• [Description of the task]: Copy out only the stretch from the line containing "Find the distant" through the line containing "[[[88,72],[41,57],[26,59],[10,56],[0,59],[0,73],[85,74]]]", swapping "distant hill" for "faraway hill" and leaving everything else unchanged.

• [Given data]:

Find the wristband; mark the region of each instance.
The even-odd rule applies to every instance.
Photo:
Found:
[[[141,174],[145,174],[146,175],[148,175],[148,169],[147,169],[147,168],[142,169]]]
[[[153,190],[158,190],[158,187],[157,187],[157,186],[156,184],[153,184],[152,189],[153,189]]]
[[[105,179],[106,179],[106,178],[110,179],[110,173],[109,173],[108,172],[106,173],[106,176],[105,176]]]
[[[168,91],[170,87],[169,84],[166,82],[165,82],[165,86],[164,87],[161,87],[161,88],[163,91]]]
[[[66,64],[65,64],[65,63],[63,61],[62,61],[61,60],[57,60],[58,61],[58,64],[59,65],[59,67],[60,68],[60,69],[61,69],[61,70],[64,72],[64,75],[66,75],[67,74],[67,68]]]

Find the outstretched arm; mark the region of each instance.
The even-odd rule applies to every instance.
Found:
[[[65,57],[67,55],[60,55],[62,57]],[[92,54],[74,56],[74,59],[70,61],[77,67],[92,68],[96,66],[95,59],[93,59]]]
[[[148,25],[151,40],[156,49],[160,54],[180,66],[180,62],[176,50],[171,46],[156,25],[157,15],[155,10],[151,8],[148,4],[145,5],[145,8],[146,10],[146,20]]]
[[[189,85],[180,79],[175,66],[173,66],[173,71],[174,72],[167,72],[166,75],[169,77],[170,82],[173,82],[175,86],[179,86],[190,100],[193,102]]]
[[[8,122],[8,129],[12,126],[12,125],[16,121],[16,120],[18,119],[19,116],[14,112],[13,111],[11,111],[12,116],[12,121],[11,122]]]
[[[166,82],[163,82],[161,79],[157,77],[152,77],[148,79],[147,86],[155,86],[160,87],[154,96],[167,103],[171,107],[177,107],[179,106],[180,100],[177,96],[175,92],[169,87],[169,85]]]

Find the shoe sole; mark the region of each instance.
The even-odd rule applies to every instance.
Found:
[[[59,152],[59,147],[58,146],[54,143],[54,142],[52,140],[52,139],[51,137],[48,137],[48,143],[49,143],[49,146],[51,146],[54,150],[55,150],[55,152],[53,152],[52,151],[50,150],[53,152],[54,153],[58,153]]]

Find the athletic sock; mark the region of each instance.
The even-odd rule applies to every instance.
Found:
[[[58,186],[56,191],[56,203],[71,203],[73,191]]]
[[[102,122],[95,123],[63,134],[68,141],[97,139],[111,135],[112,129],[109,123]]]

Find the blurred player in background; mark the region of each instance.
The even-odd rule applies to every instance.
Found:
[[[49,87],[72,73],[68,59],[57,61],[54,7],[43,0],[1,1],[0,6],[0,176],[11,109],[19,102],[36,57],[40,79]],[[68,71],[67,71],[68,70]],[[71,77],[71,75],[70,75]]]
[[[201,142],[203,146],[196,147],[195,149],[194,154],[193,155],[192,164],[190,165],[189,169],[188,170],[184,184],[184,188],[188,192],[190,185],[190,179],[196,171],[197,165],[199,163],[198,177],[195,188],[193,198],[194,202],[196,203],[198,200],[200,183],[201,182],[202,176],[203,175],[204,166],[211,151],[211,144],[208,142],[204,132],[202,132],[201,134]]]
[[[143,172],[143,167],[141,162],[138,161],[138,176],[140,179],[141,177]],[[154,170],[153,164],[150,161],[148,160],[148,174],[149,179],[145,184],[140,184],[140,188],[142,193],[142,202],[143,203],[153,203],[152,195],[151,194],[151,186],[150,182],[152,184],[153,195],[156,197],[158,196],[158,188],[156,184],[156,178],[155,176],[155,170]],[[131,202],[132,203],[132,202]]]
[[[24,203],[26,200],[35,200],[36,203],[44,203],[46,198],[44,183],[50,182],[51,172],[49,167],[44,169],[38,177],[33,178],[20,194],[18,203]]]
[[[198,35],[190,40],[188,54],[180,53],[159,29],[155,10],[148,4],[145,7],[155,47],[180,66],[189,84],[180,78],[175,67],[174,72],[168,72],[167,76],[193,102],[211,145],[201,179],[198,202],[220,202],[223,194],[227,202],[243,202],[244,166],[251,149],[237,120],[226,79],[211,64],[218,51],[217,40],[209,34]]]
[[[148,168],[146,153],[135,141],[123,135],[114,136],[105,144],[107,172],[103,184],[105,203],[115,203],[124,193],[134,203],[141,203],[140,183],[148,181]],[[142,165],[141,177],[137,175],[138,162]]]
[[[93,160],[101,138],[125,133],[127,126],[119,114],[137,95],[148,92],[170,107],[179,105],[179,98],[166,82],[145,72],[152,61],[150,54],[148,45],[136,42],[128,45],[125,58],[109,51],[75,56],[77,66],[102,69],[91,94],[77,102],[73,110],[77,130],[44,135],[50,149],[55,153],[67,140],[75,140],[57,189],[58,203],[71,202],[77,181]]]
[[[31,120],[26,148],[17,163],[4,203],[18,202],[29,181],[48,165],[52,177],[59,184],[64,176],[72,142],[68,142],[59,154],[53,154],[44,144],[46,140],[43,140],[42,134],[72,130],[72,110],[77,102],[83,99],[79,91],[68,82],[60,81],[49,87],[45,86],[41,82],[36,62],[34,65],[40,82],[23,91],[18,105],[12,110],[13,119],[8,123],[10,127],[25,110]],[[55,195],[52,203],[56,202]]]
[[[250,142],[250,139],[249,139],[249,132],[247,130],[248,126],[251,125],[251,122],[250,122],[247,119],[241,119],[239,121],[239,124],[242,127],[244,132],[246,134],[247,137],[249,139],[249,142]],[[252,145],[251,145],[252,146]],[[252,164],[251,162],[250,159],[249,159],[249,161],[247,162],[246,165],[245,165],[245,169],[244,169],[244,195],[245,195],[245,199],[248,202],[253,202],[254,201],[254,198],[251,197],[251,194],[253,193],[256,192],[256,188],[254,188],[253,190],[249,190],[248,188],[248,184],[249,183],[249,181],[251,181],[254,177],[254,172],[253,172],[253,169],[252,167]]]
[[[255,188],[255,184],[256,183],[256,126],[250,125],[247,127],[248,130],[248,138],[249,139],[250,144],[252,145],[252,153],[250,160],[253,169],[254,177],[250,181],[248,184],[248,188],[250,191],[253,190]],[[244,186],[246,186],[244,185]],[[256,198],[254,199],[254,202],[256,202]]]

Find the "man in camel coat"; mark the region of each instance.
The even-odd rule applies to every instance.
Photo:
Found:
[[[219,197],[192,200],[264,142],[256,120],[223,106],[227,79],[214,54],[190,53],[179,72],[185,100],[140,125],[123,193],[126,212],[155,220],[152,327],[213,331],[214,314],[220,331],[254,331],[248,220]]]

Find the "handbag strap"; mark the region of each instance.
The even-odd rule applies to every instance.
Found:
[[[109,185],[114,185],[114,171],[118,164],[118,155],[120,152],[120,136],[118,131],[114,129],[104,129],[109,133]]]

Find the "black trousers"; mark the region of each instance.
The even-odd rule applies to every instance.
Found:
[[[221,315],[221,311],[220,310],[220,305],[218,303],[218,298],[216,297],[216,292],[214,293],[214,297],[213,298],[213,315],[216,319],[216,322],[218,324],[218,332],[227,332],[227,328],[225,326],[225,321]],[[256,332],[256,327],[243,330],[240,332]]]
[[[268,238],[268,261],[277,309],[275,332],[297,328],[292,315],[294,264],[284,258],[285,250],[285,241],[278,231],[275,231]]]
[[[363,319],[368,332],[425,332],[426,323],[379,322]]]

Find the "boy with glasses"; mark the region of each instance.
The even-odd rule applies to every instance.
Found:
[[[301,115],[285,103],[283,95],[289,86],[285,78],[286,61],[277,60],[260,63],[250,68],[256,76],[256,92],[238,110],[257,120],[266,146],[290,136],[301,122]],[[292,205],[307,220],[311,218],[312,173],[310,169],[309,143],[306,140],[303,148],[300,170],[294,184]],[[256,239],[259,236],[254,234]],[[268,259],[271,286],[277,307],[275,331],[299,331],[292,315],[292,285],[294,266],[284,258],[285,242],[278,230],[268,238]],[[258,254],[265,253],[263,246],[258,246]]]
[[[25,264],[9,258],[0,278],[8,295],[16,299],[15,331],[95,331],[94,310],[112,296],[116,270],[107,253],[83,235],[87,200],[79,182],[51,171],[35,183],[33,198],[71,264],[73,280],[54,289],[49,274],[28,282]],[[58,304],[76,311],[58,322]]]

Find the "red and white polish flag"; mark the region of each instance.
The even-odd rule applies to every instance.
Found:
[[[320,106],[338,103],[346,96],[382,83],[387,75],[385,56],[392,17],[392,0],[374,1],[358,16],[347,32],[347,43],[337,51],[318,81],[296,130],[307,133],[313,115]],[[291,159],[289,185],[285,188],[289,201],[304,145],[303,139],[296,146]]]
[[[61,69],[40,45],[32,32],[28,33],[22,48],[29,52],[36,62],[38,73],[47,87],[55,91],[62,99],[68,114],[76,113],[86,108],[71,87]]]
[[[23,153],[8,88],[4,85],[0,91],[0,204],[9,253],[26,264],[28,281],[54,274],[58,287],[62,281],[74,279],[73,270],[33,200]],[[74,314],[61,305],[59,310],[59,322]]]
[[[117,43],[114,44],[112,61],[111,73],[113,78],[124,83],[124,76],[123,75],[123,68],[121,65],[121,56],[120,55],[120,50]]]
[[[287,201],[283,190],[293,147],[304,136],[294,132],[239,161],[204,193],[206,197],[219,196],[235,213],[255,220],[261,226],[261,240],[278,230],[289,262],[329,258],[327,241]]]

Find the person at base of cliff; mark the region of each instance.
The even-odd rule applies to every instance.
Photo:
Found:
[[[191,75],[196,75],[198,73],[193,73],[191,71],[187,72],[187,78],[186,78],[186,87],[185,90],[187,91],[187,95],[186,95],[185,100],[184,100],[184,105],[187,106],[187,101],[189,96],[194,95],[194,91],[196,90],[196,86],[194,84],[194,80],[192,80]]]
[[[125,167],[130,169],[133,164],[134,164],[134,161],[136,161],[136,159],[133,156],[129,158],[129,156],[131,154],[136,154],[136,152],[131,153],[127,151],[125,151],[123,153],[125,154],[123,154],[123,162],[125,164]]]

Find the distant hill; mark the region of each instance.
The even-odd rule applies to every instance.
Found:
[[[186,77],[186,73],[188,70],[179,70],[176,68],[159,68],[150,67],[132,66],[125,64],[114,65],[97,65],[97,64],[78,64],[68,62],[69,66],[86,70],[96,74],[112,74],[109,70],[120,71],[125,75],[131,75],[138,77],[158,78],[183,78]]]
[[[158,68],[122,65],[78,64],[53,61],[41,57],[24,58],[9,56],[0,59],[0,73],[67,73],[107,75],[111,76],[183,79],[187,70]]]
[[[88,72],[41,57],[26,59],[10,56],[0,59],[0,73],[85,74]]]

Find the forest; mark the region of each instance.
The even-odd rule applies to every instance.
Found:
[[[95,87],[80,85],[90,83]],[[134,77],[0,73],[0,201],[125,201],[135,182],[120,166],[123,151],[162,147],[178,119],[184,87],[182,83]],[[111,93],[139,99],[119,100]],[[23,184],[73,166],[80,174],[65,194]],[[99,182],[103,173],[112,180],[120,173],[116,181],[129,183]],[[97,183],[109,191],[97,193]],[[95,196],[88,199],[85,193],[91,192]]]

• [Response to the exercise]:
Find the faraway hill; mark the region of each instance.
The even-odd rule applies to every instance.
Found:
[[[186,77],[186,73],[188,70],[179,70],[176,68],[159,68],[150,67],[132,66],[125,64],[114,65],[97,65],[97,64],[78,64],[68,62],[69,66],[86,70],[96,74],[112,74],[109,70],[120,71],[125,75],[131,75],[138,77],[158,78],[183,78]]]
[[[158,68],[122,65],[78,64],[53,61],[41,57],[24,58],[9,56],[0,59],[0,73],[67,73],[107,75],[111,76],[183,79],[187,70]]]
[[[88,72],[41,57],[26,59],[10,56],[0,59],[0,73],[85,74]]]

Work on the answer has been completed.